◆ PROMPT ◆
Collect every line of the records below that contains the word "tall", and copy each one out in full.

** Begin PROVIDED DATA **

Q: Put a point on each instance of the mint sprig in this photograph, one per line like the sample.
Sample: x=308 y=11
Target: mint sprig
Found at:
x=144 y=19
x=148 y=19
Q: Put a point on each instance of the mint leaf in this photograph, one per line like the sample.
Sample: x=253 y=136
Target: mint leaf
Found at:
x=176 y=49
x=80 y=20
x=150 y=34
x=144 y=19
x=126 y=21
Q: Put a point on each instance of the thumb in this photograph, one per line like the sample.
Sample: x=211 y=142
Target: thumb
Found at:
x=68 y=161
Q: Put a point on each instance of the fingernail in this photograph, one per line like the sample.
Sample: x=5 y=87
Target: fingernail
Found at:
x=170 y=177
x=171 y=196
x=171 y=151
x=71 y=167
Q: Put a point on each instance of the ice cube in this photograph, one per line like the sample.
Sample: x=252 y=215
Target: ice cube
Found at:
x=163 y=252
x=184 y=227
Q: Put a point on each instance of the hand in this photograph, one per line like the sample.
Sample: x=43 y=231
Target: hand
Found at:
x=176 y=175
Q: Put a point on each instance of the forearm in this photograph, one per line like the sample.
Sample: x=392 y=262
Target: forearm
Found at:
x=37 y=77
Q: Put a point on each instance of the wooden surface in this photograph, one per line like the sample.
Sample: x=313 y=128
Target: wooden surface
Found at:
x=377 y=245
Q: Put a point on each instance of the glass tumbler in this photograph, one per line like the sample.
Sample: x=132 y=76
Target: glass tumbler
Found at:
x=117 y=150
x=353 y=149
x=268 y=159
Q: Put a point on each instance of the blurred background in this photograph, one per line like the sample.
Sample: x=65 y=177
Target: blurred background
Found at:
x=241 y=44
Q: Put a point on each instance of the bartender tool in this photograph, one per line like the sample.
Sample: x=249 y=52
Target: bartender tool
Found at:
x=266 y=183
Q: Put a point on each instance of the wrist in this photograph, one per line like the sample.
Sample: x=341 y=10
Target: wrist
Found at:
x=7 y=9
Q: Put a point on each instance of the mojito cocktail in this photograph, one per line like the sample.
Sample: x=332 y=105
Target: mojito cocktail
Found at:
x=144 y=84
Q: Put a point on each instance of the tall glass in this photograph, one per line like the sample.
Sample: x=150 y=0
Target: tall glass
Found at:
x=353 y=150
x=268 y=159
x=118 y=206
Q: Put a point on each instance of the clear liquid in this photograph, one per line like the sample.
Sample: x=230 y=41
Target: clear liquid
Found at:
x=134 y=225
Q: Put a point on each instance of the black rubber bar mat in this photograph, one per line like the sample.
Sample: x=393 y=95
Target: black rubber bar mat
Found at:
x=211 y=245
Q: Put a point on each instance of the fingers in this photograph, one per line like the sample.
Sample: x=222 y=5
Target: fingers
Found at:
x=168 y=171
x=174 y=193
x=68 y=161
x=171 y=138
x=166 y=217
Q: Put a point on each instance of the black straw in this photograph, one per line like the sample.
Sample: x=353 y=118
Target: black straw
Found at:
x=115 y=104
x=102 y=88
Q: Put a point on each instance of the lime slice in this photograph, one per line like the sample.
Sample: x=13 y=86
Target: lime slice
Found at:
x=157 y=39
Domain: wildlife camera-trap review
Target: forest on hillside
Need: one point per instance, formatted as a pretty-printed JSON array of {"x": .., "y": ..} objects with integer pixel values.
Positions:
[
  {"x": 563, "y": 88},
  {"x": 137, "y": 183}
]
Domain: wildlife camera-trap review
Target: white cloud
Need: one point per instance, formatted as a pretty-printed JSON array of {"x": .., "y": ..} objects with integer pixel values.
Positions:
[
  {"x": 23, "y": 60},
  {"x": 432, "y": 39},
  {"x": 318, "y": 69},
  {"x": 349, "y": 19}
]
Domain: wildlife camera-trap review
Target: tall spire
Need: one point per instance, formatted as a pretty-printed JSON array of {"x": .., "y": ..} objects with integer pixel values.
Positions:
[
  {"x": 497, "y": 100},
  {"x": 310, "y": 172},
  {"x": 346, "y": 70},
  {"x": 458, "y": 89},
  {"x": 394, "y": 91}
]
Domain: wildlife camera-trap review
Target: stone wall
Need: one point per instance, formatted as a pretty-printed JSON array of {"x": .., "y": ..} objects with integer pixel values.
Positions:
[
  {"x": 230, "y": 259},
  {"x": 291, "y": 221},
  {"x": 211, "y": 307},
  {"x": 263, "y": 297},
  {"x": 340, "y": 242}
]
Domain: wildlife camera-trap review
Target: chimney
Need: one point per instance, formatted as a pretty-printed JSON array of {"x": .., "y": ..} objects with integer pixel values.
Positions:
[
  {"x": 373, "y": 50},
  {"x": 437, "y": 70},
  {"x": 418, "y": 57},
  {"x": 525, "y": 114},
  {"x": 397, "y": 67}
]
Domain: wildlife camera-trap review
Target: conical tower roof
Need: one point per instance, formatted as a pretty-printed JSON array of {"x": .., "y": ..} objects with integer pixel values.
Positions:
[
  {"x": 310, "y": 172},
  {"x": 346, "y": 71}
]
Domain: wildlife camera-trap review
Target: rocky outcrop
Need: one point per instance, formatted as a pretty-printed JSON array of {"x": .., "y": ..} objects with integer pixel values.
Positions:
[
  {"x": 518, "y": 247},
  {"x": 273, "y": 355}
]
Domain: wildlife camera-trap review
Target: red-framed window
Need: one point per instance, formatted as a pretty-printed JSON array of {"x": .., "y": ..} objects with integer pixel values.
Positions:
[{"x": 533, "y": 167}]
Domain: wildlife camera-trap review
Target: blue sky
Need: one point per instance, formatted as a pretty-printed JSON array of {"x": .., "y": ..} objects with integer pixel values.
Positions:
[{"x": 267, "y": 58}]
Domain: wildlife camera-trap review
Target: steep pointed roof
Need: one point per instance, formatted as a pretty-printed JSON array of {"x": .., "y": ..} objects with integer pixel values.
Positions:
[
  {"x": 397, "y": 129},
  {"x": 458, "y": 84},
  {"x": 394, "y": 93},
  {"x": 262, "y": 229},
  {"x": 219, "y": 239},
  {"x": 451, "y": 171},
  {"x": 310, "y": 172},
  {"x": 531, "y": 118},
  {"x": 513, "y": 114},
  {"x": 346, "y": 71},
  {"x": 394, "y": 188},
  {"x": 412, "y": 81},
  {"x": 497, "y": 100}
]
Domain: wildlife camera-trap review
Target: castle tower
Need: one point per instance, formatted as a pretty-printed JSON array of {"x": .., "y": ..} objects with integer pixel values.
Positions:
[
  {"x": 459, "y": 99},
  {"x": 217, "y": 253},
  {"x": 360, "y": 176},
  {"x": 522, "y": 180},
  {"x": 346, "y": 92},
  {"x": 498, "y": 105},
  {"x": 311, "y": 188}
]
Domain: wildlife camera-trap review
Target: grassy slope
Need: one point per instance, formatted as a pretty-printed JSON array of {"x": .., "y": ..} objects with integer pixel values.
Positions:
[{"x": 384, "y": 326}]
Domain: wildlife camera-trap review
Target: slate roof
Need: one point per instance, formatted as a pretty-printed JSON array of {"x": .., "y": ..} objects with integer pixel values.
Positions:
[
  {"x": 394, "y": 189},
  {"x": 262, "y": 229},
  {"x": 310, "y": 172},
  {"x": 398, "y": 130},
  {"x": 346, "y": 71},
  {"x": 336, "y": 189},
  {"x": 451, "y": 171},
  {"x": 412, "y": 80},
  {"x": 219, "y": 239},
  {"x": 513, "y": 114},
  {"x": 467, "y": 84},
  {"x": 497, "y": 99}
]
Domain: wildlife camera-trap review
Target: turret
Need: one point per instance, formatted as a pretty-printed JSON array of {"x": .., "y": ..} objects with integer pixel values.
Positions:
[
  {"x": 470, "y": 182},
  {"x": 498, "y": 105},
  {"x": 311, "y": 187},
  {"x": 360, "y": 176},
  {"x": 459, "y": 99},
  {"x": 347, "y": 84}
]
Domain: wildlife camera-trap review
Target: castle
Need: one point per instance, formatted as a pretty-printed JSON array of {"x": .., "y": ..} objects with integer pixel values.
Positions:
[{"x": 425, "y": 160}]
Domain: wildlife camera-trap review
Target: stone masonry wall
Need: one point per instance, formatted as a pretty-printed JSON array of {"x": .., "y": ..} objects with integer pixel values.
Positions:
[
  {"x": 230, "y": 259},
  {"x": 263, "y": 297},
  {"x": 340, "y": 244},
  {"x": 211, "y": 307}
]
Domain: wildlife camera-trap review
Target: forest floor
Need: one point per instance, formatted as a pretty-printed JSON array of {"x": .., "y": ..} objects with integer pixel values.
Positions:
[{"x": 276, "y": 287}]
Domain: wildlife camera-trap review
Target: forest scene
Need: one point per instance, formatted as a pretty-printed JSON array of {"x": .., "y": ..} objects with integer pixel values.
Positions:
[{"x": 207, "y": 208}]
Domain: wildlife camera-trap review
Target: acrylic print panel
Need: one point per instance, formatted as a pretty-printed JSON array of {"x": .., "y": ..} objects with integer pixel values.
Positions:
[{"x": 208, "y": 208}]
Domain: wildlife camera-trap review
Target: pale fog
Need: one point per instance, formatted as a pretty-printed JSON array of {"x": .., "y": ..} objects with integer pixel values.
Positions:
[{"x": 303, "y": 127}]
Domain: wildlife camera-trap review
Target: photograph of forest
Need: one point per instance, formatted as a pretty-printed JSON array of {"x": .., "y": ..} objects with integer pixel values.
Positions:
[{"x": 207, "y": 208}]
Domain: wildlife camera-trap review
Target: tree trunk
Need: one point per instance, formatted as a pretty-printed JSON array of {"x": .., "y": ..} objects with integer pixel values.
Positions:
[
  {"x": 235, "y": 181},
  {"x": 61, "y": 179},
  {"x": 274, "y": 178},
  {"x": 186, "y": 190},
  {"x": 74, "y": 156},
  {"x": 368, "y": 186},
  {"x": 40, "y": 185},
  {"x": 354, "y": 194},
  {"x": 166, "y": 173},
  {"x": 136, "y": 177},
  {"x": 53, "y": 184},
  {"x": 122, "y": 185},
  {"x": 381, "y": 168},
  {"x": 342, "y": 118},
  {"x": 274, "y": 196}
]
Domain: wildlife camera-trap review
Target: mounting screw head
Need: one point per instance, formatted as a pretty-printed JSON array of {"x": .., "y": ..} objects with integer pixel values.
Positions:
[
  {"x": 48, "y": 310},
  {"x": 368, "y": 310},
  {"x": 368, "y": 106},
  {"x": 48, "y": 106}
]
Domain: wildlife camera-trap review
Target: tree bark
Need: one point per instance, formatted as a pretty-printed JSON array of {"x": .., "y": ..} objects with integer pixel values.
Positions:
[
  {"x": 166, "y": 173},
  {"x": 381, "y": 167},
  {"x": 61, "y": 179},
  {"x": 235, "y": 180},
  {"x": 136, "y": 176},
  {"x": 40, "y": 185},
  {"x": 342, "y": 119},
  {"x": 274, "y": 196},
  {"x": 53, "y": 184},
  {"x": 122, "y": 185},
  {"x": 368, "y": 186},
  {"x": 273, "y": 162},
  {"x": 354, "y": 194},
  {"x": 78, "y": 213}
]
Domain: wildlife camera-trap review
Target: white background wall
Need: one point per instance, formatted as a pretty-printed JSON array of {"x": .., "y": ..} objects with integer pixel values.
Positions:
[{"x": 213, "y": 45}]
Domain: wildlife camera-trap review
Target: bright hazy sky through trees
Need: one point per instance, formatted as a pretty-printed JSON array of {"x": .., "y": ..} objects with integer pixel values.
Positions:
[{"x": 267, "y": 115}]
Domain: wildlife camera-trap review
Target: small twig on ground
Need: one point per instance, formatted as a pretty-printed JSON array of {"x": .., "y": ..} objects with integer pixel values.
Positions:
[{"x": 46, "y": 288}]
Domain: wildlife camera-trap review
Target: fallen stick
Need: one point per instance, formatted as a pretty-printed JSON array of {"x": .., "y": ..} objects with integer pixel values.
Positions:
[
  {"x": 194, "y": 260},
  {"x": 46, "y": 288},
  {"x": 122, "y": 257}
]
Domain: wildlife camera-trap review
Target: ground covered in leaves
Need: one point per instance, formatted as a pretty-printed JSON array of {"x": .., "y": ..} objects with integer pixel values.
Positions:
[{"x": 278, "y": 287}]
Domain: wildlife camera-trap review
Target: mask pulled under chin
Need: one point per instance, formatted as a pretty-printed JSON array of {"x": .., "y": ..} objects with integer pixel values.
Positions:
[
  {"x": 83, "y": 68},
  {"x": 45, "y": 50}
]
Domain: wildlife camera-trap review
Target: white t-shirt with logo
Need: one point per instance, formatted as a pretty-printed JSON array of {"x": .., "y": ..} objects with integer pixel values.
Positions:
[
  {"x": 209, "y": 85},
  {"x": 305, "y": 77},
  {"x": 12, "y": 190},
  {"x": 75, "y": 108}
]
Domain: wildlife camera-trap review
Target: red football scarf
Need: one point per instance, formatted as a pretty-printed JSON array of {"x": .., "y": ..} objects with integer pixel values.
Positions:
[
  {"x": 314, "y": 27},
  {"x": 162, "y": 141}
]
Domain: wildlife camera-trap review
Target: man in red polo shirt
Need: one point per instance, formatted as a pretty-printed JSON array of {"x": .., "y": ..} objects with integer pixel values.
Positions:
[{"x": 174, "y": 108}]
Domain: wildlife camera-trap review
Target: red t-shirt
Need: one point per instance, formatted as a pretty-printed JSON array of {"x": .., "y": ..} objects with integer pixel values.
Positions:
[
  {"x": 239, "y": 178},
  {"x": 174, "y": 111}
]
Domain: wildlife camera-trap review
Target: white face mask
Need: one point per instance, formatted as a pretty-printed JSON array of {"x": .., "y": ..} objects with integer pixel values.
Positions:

** End PROVIDED DATA **

◆ ANSWER TO THIS EXERCISE ◆
Q: Put a point on each instance of the tall glass in this photograph, one per line like the sample.
Target: tall glass
Target: tall spire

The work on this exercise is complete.